EXERCISE PASSAGE →
***
On PT Mats claimed that the threads on pro-science blogs are all about philosophy, never about science. But has anybody else noticed that as soon as the discussion turns away from creationism to science, Mats's posts stop coming?

Incidentally, it's interesting that the Piltdown man was officially revealed as a fraud in 1953, the same year that Watson and Crick discovered the structure of DNA. Look at the progress in molecular biology and molecular evolution since that time. For that matter, look at the discoveries in paleontology-- including Lucy-- that were made since then. Thanks to the double helix, Lucy and her fellow newly-discovered hominids, and other radical discoveries like plate tectonics and feather-bearing dinosaurs, evolutionary biology has changed almost beyond recognition since 1953.

And what does creation "science" have to say about that? "Big news. The Piltdown man is a fraud!" Good to see they're staying in the forefront.

By hoary puccoon (not verified) on 03 Sep 2007 #permalink

Joel Hanes:

Ever wonder where the original "Peking Man" erectus fossils are at this very minute? I do.

There was a program about this on TV over here in Sweden just a few days ago. It turns out that the researcher Otto Zdansky, who found the first remains of Peking Man (but was not credited for it) took three teeth to the University of Uppsala, where they remain to this day.

As for most of the other remains, your assumption is correct: during the war, they were loaded in crates, to be removed and safely stored, but disappeared and have never been found.

It would be awesome if they would resurface.

Anti-evolutionist:

So basically I have to lie to myself. I have no real purpose... I just have to make one up.

Personally, I see this completely the other way around: I think it's abolutely wonderful to belong to a species (the only one?) that is equipped to contemplate what to do with our lives, consider the alternatives and select one based on personal preference. (BTW, before anybody else says it: yes, it's not a perfect world, so the available realistic alternatives are not the same for every child...)
***
INPUT DATA →
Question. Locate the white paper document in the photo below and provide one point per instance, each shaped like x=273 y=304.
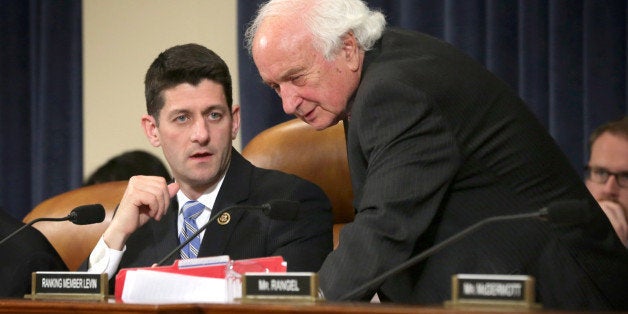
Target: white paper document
x=145 y=286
***
EXERCISES TO COMPLETE →
- a) In the blog comments, copy the part from "Ever wonder where" to "they would resurface.", swapping "crates" for "boxes".
- b) According to the blog comments, where did Otto Zdansky take three teeth of Peking Man?
The data has no connection to the blog comments.

TASK RESPONSES →
- a)
Ever wonder where the original "Peking Man" erectus fossils are at this very minute? I do.

There was a program about this on TV over here in Sweden just a few days ago. It turns out that the researcher Otto Zdansky, who found the first remains of Peking Man (but was not credited for it) took three teeth to the University of Uppsala, where they remain to this day.

As for most of the other remains, your assumption is correct: during the war, they were loaded in boxes, to be removed and safely stored, but disappeared and have never been found.

It would be awesome if they would resurface.

- b) To the University of Uppsala